*** Opening of Material for this exercise ***

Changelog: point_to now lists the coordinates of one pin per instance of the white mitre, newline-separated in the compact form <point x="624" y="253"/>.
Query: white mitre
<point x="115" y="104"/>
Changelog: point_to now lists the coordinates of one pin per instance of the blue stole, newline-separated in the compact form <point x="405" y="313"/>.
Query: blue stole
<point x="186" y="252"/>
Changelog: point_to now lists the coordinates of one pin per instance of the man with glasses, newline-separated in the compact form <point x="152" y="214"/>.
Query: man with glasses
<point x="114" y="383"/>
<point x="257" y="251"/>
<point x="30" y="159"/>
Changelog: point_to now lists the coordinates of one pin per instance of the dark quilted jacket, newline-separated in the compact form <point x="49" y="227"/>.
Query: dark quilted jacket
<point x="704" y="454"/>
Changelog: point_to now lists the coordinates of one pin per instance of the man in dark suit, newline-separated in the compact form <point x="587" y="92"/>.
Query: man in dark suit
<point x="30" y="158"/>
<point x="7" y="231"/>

*** Close of Material for this exercise ***
*** Opening of Material for this exercise ***

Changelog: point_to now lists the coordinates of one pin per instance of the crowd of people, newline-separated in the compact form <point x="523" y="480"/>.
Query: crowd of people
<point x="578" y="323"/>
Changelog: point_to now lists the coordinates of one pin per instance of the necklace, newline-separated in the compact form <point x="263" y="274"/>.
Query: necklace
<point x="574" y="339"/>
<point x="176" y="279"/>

*** Close of Material for this exercise ***
*** Opening of Material for this exercise ***

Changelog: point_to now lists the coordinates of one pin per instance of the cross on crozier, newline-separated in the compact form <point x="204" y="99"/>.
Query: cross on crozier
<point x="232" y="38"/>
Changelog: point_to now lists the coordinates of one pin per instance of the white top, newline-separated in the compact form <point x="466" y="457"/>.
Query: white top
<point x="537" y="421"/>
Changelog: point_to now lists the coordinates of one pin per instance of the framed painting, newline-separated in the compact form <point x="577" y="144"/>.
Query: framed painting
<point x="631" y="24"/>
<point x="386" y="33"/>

*** Close of Material for this exercise ***

Requirement: Given the records above, reproduce precisely and only the lines between the line holding "white mitre, newline-separated" and the line holding "of the blue", inclusive.

Solution:
Changelog: point_to now lists the coordinates of one pin per instance of the white mitre, newline-separated in the compact form <point x="624" y="253"/>.
Query: white mitre
<point x="115" y="104"/>
Changelog: point_to now lists the coordinates of one pin per instance of the blue stole, newline-separated in the compact form <point x="405" y="313"/>.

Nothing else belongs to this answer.